**TASK STATEMENT**
Express the records as a JSON list of strings, one string per line with blank lines omitted, starting with the line that contains "Tag all occurrences of tree branch here." and going on through the line that contains "[382,222,434,258]".

####

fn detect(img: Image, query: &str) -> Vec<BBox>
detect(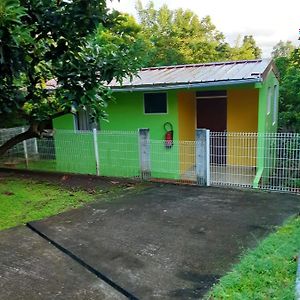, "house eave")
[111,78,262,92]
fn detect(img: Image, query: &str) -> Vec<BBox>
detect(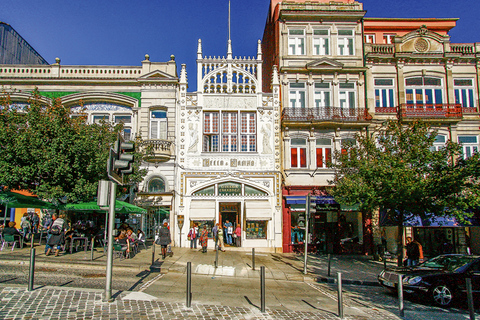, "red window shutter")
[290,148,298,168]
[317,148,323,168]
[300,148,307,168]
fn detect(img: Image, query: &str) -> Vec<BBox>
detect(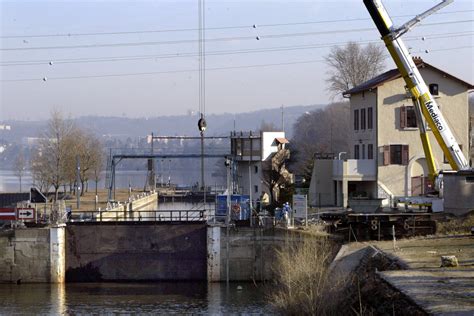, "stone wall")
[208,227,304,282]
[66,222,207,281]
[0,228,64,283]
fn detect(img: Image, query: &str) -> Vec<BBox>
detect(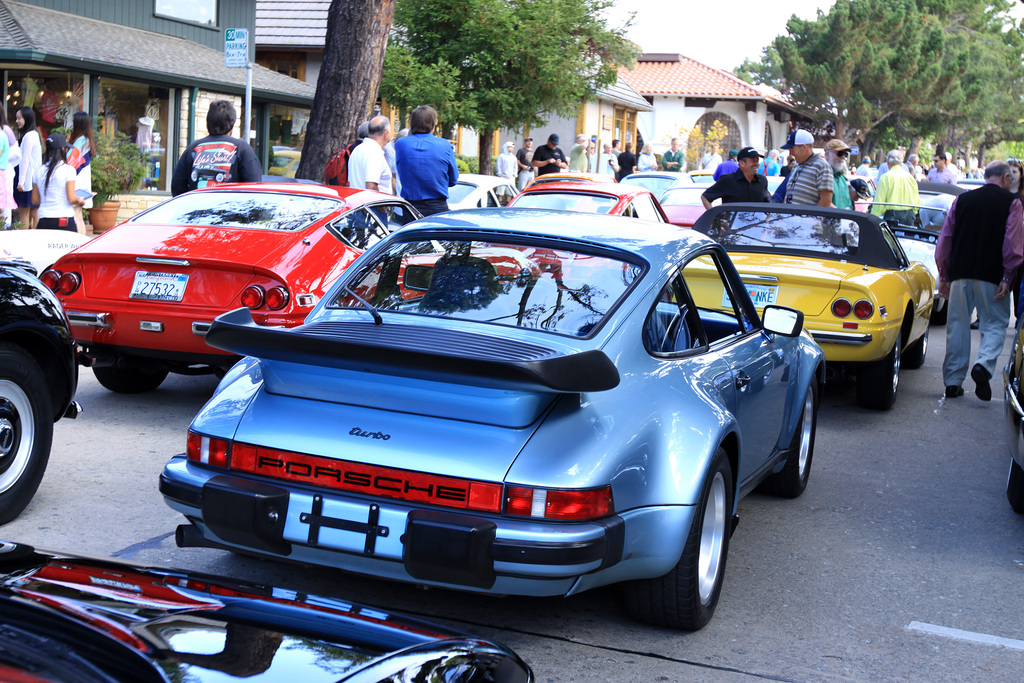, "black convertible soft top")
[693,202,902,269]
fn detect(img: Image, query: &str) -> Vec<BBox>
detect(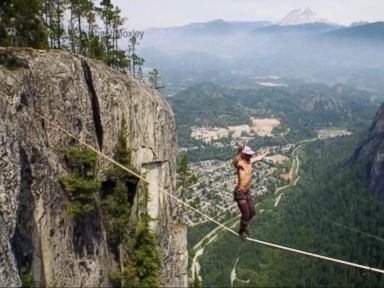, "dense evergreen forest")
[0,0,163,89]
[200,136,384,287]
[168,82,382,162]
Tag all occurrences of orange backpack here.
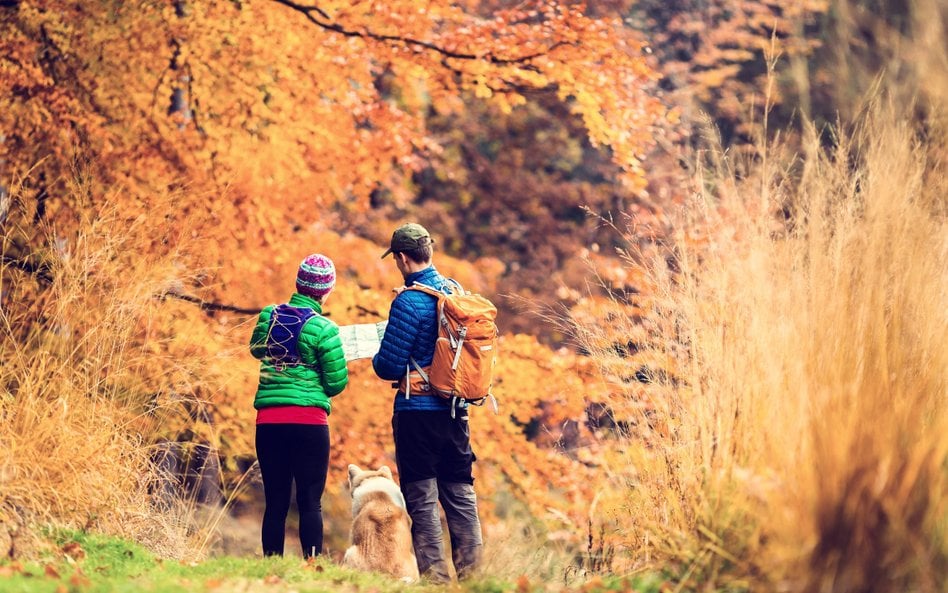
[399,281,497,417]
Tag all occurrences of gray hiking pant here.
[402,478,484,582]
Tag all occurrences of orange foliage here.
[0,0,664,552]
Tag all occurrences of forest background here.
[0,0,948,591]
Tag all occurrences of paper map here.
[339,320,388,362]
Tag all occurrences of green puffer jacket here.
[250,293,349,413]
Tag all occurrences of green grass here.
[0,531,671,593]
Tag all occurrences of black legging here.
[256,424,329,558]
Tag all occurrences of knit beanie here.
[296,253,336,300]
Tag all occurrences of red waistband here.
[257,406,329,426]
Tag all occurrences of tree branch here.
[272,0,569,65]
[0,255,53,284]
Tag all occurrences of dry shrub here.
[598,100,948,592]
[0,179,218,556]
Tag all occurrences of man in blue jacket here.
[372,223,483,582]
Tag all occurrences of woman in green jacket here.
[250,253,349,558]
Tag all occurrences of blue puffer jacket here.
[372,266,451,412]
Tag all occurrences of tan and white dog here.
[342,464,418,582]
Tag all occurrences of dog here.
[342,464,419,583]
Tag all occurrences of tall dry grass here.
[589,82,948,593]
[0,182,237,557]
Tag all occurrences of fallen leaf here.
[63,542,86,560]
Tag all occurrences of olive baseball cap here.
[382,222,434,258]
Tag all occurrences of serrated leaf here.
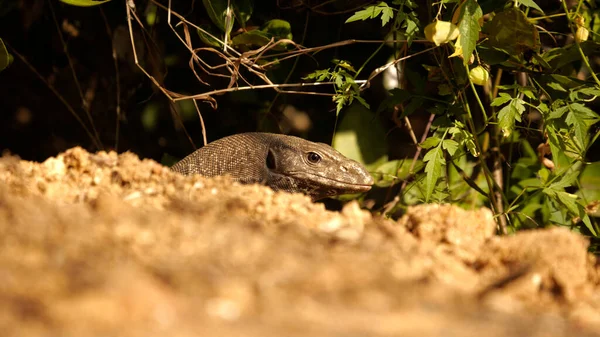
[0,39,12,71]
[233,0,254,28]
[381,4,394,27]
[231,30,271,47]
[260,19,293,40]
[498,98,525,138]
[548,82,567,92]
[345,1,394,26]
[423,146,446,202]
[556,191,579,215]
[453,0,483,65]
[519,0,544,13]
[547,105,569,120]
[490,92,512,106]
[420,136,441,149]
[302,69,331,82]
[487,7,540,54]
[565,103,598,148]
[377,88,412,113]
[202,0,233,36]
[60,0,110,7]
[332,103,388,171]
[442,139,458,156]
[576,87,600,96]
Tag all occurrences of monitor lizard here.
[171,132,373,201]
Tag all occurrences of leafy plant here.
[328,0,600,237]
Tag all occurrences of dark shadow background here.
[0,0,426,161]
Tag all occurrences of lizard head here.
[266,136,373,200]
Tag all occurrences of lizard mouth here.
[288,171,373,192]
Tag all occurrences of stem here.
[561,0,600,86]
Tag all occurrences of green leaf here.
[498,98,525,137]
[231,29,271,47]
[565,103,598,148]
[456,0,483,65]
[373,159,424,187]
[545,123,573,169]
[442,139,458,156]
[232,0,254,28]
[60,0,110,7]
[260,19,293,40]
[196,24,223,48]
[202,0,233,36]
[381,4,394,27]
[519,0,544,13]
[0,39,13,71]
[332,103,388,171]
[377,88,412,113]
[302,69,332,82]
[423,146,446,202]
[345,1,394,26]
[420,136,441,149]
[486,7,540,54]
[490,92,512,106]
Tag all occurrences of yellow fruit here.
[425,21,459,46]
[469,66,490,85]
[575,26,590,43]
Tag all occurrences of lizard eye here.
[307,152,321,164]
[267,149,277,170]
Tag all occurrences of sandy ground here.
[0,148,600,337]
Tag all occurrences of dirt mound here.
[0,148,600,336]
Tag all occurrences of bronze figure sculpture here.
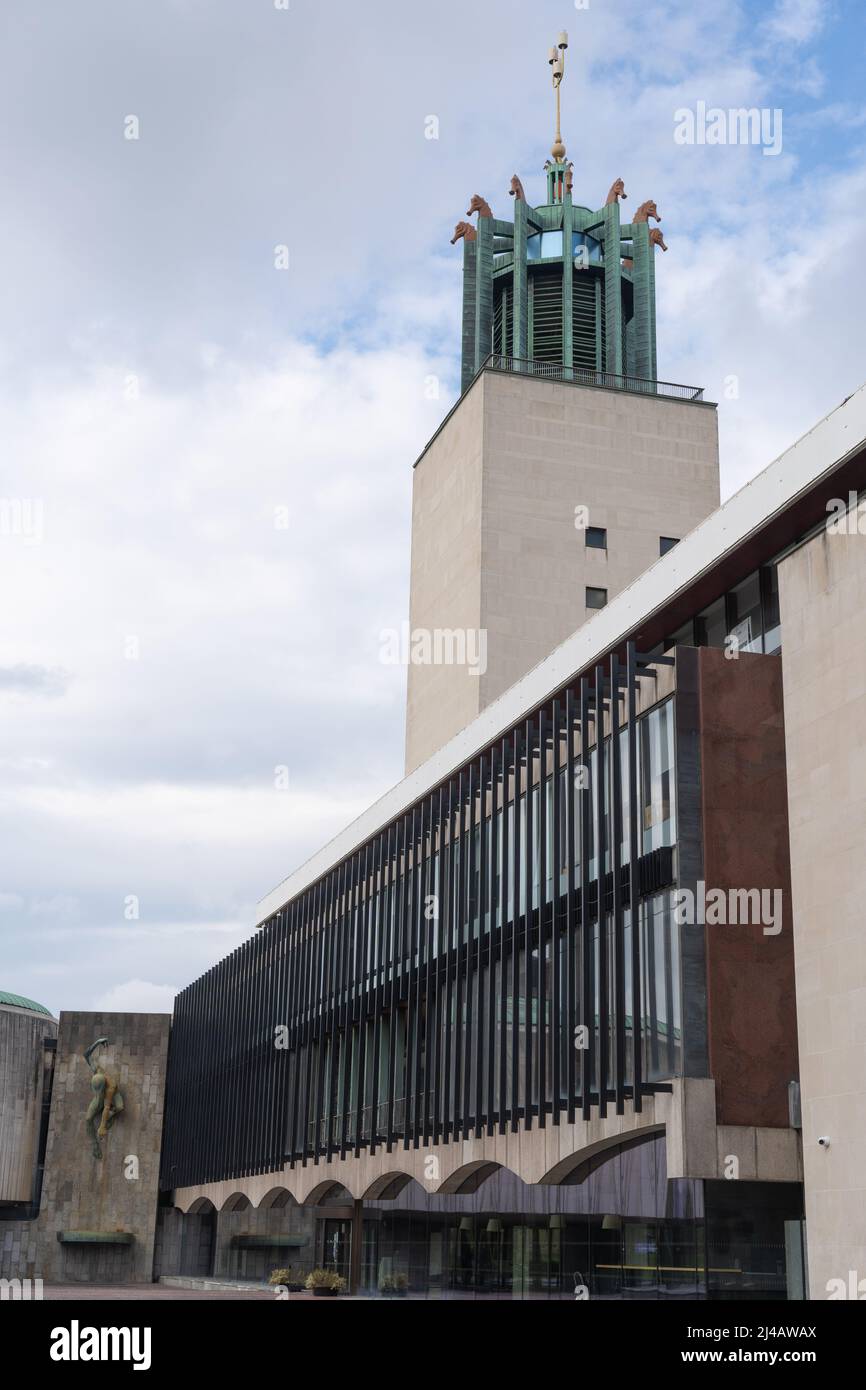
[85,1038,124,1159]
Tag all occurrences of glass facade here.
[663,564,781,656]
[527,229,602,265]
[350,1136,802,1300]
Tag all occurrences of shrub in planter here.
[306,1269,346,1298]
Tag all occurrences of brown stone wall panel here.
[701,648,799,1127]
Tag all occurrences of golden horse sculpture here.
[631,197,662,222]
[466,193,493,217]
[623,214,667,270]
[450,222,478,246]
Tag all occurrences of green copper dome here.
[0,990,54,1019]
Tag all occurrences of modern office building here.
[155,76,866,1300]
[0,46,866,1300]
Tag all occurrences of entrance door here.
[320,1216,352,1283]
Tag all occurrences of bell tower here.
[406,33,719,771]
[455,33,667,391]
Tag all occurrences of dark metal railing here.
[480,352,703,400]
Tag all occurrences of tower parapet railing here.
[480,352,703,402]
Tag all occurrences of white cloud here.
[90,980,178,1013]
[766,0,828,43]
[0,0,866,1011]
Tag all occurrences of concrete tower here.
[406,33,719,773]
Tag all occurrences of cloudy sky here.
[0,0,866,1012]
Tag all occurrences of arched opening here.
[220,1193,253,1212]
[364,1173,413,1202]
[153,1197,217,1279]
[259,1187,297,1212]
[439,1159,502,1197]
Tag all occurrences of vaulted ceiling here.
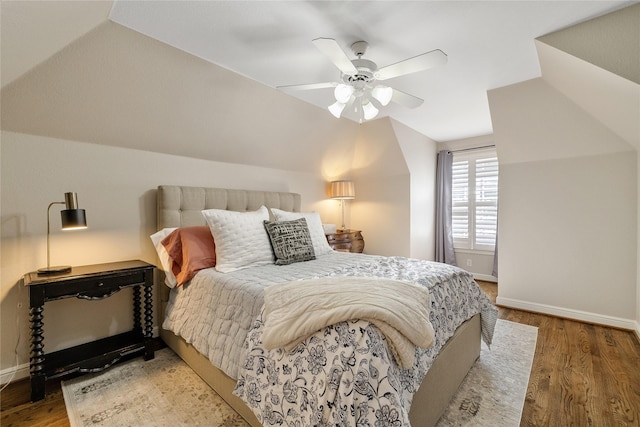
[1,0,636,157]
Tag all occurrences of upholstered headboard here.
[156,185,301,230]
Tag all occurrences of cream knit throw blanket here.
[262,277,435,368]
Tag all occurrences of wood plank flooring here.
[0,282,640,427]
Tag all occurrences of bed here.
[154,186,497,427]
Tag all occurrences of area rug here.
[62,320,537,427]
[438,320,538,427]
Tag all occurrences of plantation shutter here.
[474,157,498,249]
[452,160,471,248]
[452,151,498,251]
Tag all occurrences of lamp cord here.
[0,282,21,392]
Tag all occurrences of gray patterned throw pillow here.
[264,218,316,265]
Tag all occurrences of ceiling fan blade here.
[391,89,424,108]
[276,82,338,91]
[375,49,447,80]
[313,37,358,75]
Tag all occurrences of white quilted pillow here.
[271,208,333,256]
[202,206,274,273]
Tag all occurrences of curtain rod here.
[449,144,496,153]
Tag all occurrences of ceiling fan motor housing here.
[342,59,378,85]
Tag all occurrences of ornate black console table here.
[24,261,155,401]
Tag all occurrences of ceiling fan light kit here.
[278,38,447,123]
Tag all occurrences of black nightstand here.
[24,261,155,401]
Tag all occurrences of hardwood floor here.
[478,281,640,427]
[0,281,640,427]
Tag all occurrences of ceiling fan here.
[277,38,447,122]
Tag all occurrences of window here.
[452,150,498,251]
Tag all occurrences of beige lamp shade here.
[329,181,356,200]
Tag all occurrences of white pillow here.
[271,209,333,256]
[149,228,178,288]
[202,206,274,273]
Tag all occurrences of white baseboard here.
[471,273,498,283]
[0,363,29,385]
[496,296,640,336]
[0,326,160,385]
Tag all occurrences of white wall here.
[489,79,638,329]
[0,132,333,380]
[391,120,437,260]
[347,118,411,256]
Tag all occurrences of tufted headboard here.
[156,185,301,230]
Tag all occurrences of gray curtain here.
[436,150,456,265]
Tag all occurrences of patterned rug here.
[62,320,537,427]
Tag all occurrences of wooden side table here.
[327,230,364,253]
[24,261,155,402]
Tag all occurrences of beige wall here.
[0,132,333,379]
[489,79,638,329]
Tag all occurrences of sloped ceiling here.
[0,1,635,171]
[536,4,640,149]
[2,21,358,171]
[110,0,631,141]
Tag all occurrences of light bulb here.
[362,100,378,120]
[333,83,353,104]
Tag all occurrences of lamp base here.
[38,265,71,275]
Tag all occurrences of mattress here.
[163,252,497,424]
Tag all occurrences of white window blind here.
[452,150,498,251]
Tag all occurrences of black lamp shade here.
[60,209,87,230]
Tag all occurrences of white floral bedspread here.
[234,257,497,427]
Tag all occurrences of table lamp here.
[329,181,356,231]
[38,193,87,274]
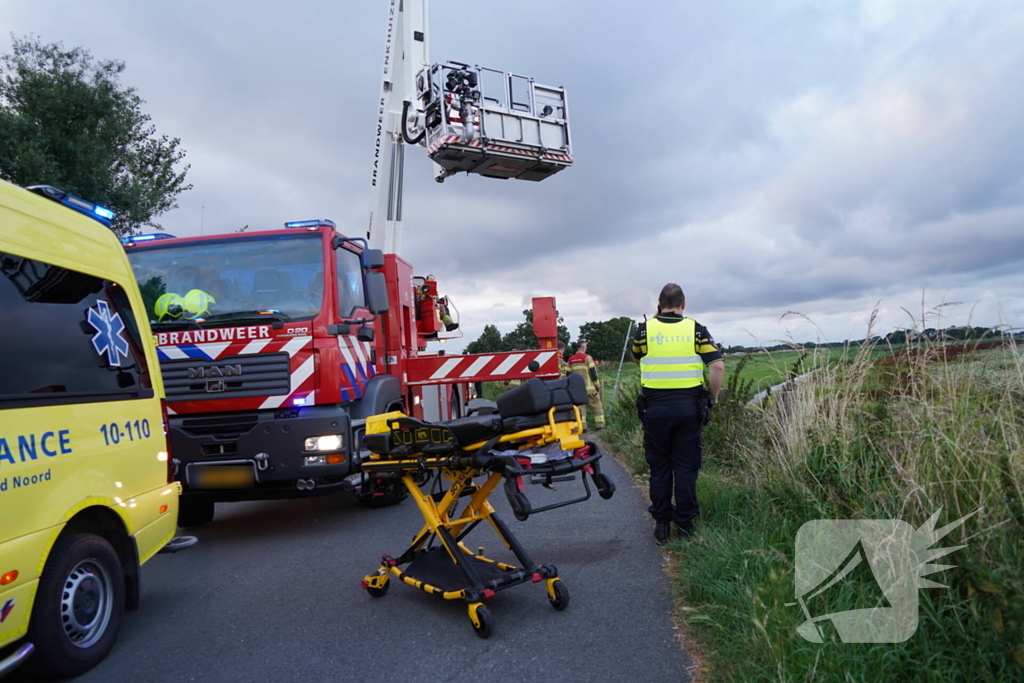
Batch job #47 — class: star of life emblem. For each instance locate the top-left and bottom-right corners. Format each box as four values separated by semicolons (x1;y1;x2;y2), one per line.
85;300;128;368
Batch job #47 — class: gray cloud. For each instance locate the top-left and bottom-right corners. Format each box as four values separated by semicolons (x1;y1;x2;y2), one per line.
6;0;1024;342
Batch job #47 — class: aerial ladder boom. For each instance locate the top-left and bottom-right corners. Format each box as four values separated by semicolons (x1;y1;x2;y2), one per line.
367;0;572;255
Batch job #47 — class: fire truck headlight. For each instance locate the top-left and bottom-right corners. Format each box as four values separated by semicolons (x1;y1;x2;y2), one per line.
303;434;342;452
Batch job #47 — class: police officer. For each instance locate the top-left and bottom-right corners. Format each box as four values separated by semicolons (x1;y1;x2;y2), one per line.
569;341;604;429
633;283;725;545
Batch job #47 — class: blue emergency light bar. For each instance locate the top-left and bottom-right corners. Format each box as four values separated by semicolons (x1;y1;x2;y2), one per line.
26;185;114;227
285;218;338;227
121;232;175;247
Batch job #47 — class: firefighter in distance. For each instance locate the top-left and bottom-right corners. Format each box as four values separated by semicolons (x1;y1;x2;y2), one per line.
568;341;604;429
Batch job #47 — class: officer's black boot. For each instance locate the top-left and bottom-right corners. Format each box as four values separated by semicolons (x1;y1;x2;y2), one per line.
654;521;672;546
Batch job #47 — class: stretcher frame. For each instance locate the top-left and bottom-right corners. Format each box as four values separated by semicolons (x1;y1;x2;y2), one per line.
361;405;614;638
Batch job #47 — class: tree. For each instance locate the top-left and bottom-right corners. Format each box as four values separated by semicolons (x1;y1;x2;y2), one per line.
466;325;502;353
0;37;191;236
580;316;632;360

####

**THE COMPLETED TASK**
[
  "Tag all occurrences of tree branch here.",
  "[272,0,569,65]",
  "[0,255,53,284]",
  "Tag all occurrences of dry shrub here.",
  "[598,100,948,592]",
  "[0,179,218,556]",
  "Tag all occurrences of man in blue jacket here.",
  "[372,223,483,582]",
  "Tag all occurrences of woman in green jacket here.",
  "[250,253,349,558]",
  "Tag all occurrences of blue puffer jacket here.",
  "[372,266,451,412]",
  "Tag all occurrences of tan and white dog here.",
  "[342,464,418,582]",
  "Tag all occurrences of dog here.",
  "[342,464,419,583]",
  "Tag all occurrences of tall dry grass here.",
  "[589,82,948,593]",
  "[0,182,237,557]",
  "Tag all occurrences of fallen leaf here.",
  "[63,542,86,560]",
  "Tag all occurrences of olive baseball cap here.",
  "[382,222,434,258]"
]